-- begin --

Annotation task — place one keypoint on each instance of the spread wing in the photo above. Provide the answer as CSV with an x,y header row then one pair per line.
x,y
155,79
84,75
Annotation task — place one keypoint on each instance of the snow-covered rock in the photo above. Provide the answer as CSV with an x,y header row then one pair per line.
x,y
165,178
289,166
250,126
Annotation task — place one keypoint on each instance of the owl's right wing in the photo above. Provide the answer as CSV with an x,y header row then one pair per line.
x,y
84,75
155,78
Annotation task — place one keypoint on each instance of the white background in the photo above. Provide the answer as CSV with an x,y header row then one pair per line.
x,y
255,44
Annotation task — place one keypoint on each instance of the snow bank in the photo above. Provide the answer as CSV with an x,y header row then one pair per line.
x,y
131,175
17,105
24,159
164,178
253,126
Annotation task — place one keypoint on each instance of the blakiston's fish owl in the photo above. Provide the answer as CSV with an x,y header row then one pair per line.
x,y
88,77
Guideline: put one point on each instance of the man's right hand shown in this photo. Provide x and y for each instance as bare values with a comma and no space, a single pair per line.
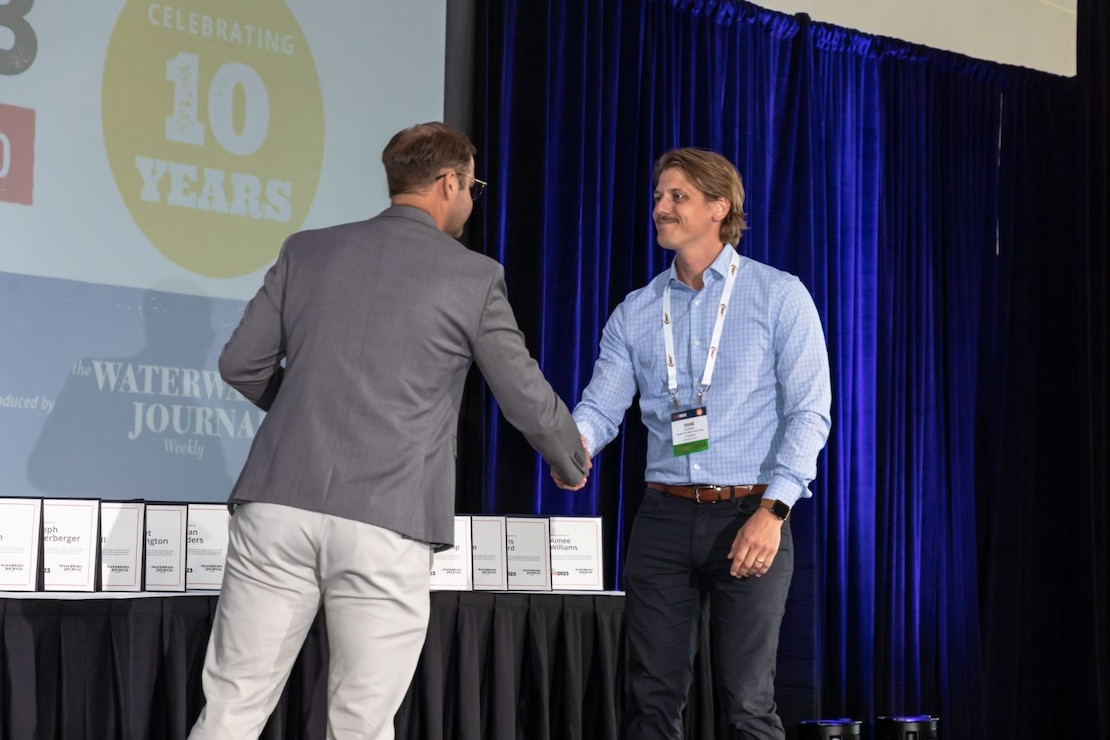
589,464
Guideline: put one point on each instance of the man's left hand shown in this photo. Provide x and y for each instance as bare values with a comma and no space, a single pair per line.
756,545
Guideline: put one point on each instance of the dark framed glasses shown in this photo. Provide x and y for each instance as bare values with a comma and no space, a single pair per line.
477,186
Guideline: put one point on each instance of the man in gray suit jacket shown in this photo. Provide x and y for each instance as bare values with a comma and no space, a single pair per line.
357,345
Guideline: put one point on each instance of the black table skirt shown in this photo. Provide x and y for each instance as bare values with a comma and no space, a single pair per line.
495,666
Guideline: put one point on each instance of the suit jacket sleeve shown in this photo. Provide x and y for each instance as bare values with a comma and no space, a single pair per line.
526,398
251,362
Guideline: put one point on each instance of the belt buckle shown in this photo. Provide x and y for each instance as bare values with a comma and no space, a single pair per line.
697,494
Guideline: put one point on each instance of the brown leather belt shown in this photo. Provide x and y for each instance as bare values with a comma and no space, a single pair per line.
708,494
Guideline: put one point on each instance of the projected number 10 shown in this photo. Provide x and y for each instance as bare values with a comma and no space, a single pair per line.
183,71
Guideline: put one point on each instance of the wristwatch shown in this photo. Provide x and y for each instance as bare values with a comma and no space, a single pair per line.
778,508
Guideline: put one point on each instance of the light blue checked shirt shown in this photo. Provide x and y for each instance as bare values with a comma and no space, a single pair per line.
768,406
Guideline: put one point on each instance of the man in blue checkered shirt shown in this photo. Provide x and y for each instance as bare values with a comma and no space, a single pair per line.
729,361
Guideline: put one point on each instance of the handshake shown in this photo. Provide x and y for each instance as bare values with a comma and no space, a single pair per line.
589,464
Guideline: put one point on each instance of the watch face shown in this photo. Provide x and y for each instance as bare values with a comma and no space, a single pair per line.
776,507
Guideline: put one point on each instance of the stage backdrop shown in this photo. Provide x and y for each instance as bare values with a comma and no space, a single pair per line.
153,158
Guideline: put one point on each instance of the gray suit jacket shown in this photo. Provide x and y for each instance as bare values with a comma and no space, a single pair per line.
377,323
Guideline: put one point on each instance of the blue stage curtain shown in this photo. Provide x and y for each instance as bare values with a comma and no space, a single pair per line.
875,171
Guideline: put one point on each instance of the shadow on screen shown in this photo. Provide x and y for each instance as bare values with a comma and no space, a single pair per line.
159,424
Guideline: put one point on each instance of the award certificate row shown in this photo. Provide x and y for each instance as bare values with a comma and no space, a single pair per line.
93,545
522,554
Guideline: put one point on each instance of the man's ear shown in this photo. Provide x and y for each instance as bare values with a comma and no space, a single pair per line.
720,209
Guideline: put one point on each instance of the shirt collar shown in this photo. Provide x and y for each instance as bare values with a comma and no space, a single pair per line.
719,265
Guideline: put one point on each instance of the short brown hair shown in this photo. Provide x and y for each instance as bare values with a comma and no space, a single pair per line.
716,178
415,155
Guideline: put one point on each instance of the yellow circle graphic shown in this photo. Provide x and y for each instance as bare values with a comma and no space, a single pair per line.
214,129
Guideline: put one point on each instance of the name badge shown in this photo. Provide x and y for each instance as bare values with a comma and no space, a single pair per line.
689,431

-- end --

__PROBLEM REQUIREMENTS__:
Starting at the line that contains "Guideline: put one point on each instance of the yellow" and continuing to the end of the rows, write those lines out again with "instance" changed to "occurrence" and nothing else altered.

__OUTPUT OF THE EXERCISE__:
Guideline: put one point on each occurrence of the yellow circle graphic shown in this photo. Provide x and y for each occurrence as bare values with a comma and no space, a single pair per line.
214,129
Guideline: put one point on each occurrence of the name badge shown in this photo. Provide x and y for each occurrence as bare values with a comma and no space, a single pair per line.
689,431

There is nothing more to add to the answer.